Copy out the item below word for word, keeping every line and character unchanged.

▽

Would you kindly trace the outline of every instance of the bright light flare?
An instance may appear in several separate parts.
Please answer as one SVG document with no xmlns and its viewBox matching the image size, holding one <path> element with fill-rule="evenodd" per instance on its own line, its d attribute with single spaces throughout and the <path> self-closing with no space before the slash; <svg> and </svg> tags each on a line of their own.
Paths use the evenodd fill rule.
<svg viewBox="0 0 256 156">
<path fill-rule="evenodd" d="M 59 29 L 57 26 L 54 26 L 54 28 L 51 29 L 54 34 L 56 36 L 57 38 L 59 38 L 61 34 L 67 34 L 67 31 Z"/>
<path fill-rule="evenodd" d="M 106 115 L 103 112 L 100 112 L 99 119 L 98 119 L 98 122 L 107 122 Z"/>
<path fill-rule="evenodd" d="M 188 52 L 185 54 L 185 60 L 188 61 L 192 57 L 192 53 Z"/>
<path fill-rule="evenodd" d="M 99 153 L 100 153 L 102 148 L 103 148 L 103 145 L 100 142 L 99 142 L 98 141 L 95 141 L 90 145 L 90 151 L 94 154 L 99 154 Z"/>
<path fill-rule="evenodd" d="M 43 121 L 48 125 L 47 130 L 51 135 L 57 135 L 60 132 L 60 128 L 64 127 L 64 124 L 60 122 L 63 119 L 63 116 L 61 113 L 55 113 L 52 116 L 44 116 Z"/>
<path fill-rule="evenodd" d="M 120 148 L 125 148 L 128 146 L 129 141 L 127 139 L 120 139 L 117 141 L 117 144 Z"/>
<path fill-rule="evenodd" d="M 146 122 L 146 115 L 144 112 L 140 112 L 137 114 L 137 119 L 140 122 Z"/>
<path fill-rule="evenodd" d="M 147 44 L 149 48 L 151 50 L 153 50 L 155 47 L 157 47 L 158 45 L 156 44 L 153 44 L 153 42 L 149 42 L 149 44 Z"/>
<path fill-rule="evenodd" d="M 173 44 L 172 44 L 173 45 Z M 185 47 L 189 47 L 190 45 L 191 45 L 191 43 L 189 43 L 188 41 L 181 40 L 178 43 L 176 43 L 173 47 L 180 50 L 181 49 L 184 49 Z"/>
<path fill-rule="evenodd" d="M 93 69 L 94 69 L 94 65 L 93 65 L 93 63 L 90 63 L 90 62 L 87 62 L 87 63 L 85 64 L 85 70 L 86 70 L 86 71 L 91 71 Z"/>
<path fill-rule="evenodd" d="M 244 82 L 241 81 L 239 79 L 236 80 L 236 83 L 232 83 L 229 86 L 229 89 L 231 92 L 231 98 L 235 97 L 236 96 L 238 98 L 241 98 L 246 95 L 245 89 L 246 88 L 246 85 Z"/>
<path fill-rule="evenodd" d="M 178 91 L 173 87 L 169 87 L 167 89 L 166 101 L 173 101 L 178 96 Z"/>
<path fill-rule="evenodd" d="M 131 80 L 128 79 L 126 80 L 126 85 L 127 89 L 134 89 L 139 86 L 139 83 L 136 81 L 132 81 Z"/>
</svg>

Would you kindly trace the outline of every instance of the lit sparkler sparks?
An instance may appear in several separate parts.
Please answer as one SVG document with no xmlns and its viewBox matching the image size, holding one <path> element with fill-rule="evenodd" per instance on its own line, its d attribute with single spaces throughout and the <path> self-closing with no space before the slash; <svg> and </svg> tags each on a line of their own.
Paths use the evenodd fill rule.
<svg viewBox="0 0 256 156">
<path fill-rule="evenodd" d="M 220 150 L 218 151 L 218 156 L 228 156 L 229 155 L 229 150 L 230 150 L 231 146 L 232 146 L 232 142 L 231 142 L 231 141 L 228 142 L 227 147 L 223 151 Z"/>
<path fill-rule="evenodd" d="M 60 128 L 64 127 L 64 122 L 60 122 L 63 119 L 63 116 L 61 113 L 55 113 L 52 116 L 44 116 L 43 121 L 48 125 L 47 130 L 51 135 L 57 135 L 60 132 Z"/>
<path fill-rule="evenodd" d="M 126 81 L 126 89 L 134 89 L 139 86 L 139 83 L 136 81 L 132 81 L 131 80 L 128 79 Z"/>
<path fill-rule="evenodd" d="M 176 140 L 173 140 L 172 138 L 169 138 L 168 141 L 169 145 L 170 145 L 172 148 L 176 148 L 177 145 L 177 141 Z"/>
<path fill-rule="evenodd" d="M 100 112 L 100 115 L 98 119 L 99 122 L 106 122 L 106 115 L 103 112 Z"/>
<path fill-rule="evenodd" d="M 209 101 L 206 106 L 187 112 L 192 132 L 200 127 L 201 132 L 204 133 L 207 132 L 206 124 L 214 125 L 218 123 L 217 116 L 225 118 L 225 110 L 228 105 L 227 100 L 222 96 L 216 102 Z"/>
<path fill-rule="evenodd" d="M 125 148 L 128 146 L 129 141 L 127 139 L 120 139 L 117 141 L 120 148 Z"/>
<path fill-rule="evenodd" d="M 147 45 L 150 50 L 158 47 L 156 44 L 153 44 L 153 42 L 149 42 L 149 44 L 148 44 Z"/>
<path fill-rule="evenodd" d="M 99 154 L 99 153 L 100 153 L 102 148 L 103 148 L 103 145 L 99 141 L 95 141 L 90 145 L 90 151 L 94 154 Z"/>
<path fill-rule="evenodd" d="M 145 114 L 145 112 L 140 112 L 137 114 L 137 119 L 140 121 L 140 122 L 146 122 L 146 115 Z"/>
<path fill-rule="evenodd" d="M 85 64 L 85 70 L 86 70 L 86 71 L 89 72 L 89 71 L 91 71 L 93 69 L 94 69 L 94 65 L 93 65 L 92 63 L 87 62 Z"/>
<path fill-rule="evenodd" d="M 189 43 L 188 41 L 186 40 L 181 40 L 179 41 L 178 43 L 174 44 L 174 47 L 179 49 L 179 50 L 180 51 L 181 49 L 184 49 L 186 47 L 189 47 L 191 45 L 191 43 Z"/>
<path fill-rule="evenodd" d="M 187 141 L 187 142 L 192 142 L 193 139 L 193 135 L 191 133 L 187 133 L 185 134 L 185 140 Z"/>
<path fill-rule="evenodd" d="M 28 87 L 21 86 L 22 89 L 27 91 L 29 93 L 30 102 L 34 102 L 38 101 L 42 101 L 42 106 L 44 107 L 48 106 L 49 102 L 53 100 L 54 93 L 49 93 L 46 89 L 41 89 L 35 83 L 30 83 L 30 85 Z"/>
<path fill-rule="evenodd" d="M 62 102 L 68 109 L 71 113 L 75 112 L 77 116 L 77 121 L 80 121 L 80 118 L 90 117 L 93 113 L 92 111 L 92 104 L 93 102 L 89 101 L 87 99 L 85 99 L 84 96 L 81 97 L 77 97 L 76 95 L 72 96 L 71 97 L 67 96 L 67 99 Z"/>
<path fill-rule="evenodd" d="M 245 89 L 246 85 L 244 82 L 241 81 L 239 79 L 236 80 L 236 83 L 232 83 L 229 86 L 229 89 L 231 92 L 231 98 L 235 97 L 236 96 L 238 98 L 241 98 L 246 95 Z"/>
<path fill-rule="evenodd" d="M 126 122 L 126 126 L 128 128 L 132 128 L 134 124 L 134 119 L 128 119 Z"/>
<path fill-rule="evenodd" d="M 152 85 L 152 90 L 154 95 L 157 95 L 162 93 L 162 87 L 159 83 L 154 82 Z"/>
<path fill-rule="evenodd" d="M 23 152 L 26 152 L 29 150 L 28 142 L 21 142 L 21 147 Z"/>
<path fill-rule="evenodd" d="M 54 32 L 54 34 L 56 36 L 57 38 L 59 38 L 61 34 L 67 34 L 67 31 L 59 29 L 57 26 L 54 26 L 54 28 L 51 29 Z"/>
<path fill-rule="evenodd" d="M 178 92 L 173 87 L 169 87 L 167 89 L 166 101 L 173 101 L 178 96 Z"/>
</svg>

△

THE OUTPUT
Would you kindly trace the outline of every instance of the bright light flare?
An instance may appear in several separate parts.
Please answer as one SVG document with no xmlns and its viewBox matching the image size, holding one <path> element with fill-rule="evenodd" per instance on its own line, its d attribute with single spaces throughout and the <path> self-closing with no space before the slash; <svg> and </svg> tags each on a line of their own.
Paths use the evenodd fill rule.
<svg viewBox="0 0 256 156">
<path fill-rule="evenodd" d="M 59 29 L 57 26 L 54 26 L 54 28 L 51 29 L 54 34 L 56 36 L 57 38 L 59 38 L 61 34 L 67 34 L 67 31 Z"/>
<path fill-rule="evenodd" d="M 106 115 L 103 112 L 100 112 L 99 119 L 98 119 L 98 122 L 107 122 Z"/>
<path fill-rule="evenodd" d="M 188 52 L 185 54 L 185 60 L 188 61 L 192 57 L 192 53 Z"/>
<path fill-rule="evenodd" d="M 99 153 L 100 153 L 102 148 L 103 148 L 103 145 L 100 142 L 99 142 L 98 141 L 95 141 L 90 145 L 90 151 L 94 154 L 99 154 Z"/>
<path fill-rule="evenodd" d="M 43 121 L 48 125 L 47 130 L 51 135 L 57 135 L 60 132 L 60 128 L 64 127 L 64 124 L 60 122 L 63 119 L 63 116 L 61 113 L 55 113 L 52 116 L 44 116 Z"/>
<path fill-rule="evenodd" d="M 120 148 L 125 148 L 128 146 L 129 141 L 127 139 L 120 139 L 117 141 L 117 144 Z"/>
<path fill-rule="evenodd" d="M 146 122 L 146 115 L 144 112 L 140 112 L 137 114 L 137 119 L 140 122 Z"/>
<path fill-rule="evenodd" d="M 147 44 L 149 48 L 151 50 L 153 50 L 155 47 L 157 47 L 158 45 L 156 44 L 153 44 L 153 42 L 149 42 L 149 44 Z"/>
<path fill-rule="evenodd" d="M 173 44 L 172 44 L 173 45 Z M 185 47 L 189 47 L 190 45 L 191 45 L 191 43 L 189 43 L 188 41 L 181 40 L 178 43 L 176 43 L 173 47 L 180 50 L 181 49 L 184 49 Z"/>
<path fill-rule="evenodd" d="M 93 69 L 94 69 L 94 65 L 93 65 L 93 63 L 90 63 L 90 62 L 87 62 L 87 63 L 85 64 L 85 70 L 86 70 L 86 71 L 91 71 Z"/>
<path fill-rule="evenodd" d="M 244 82 L 241 81 L 239 79 L 236 80 L 236 83 L 232 83 L 229 86 L 229 89 L 231 92 L 231 98 L 235 97 L 236 96 L 238 98 L 241 98 L 246 95 L 245 89 L 246 88 L 246 85 Z"/>
<path fill-rule="evenodd" d="M 178 91 L 173 87 L 169 87 L 167 89 L 166 101 L 173 101 L 178 96 Z"/>
<path fill-rule="evenodd" d="M 131 80 L 128 79 L 126 80 L 126 85 L 127 89 L 134 89 L 139 86 L 139 83 L 136 81 L 132 81 Z"/>
</svg>

Would you kindly trace the outline of every instance of the lit sparkler sparks?
An instance may appear in several separate parts.
Please answer as one SVG document with no xmlns and its viewBox matching the image size, holding one <path> element with fill-rule="evenodd" per instance on its own line, its d attribute with single spaces throughout and the <path> self-closing with no space before the slash; <svg> and </svg> tags each on a line of their own.
Paths use the evenodd fill rule.
<svg viewBox="0 0 256 156">
<path fill-rule="evenodd" d="M 220 150 L 218 151 L 218 156 L 228 156 L 229 155 L 229 150 L 230 150 L 231 146 L 232 146 L 232 142 L 231 142 L 231 141 L 228 142 L 227 147 L 223 151 Z"/>
<path fill-rule="evenodd" d="M 60 128 L 64 127 L 64 122 L 60 122 L 63 119 L 63 116 L 61 113 L 55 113 L 52 116 L 44 116 L 43 121 L 48 125 L 47 130 L 51 135 L 57 135 L 60 132 Z"/>
<path fill-rule="evenodd" d="M 126 81 L 126 89 L 134 89 L 139 86 L 139 83 L 136 81 L 132 81 L 131 80 L 128 79 Z"/>
<path fill-rule="evenodd" d="M 176 140 L 173 140 L 172 138 L 169 138 L 168 141 L 169 145 L 170 145 L 172 148 L 176 148 L 177 145 L 177 141 Z"/>
<path fill-rule="evenodd" d="M 100 112 L 100 115 L 98 119 L 99 122 L 106 122 L 106 115 L 103 112 Z"/>
<path fill-rule="evenodd" d="M 209 101 L 206 106 L 187 112 L 192 132 L 200 127 L 201 132 L 204 133 L 207 132 L 206 124 L 214 125 L 218 123 L 217 116 L 225 118 L 225 110 L 228 105 L 227 100 L 222 96 L 216 102 Z"/>
<path fill-rule="evenodd" d="M 125 148 L 128 146 L 129 141 L 127 139 L 120 139 L 117 141 L 120 148 Z"/>
<path fill-rule="evenodd" d="M 147 45 L 150 50 L 158 47 L 156 44 L 153 44 L 153 42 L 149 42 L 149 44 L 148 44 Z"/>
<path fill-rule="evenodd" d="M 99 154 L 99 153 L 100 153 L 102 148 L 103 148 L 103 145 L 99 141 L 95 141 L 90 145 L 90 151 L 94 154 Z"/>
<path fill-rule="evenodd" d="M 145 114 L 145 112 L 140 112 L 137 114 L 137 119 L 140 121 L 140 122 L 146 122 L 146 115 Z"/>
<path fill-rule="evenodd" d="M 85 64 L 85 70 L 86 70 L 86 71 L 89 72 L 89 71 L 91 71 L 93 69 L 94 69 L 94 65 L 93 65 L 92 63 L 87 62 Z"/>
<path fill-rule="evenodd" d="M 189 43 L 188 41 L 186 40 L 181 40 L 179 41 L 178 43 L 174 44 L 174 47 L 179 49 L 179 50 L 180 51 L 181 49 L 184 49 L 186 47 L 189 47 L 191 45 L 191 43 Z"/>
<path fill-rule="evenodd" d="M 187 141 L 187 142 L 192 142 L 193 139 L 193 135 L 191 133 L 187 133 L 185 134 L 185 140 Z"/>
<path fill-rule="evenodd" d="M 28 87 L 21 86 L 22 89 L 27 91 L 29 93 L 30 102 L 34 102 L 38 101 L 42 101 L 42 106 L 44 107 L 48 106 L 49 102 L 53 100 L 54 93 L 49 93 L 46 89 L 41 89 L 35 83 L 30 83 L 30 85 Z"/>
<path fill-rule="evenodd" d="M 62 102 L 68 109 L 71 113 L 75 112 L 77 116 L 77 121 L 80 121 L 80 118 L 90 117 L 93 113 L 92 111 L 92 104 L 93 102 L 89 101 L 87 99 L 85 99 L 84 96 L 81 97 L 77 97 L 76 95 L 72 96 L 71 97 L 67 96 L 67 99 Z"/>
<path fill-rule="evenodd" d="M 245 89 L 246 85 L 244 82 L 241 81 L 239 79 L 236 80 L 236 83 L 232 83 L 229 86 L 229 89 L 231 92 L 231 98 L 235 97 L 236 96 L 238 98 L 241 98 L 246 95 Z"/>
<path fill-rule="evenodd" d="M 126 122 L 126 126 L 128 128 L 132 128 L 134 124 L 134 119 L 128 119 Z"/>
<path fill-rule="evenodd" d="M 152 85 L 152 90 L 154 95 L 157 95 L 162 93 L 162 87 L 159 83 L 154 82 Z"/>
<path fill-rule="evenodd" d="M 23 152 L 26 152 L 29 150 L 28 142 L 21 142 L 21 147 Z"/>
<path fill-rule="evenodd" d="M 54 32 L 54 34 L 56 36 L 57 38 L 59 38 L 61 34 L 67 34 L 67 31 L 59 29 L 57 26 L 54 26 L 54 28 L 51 29 Z"/>
<path fill-rule="evenodd" d="M 178 92 L 173 87 L 169 87 L 167 89 L 166 101 L 173 101 L 178 96 Z"/>
</svg>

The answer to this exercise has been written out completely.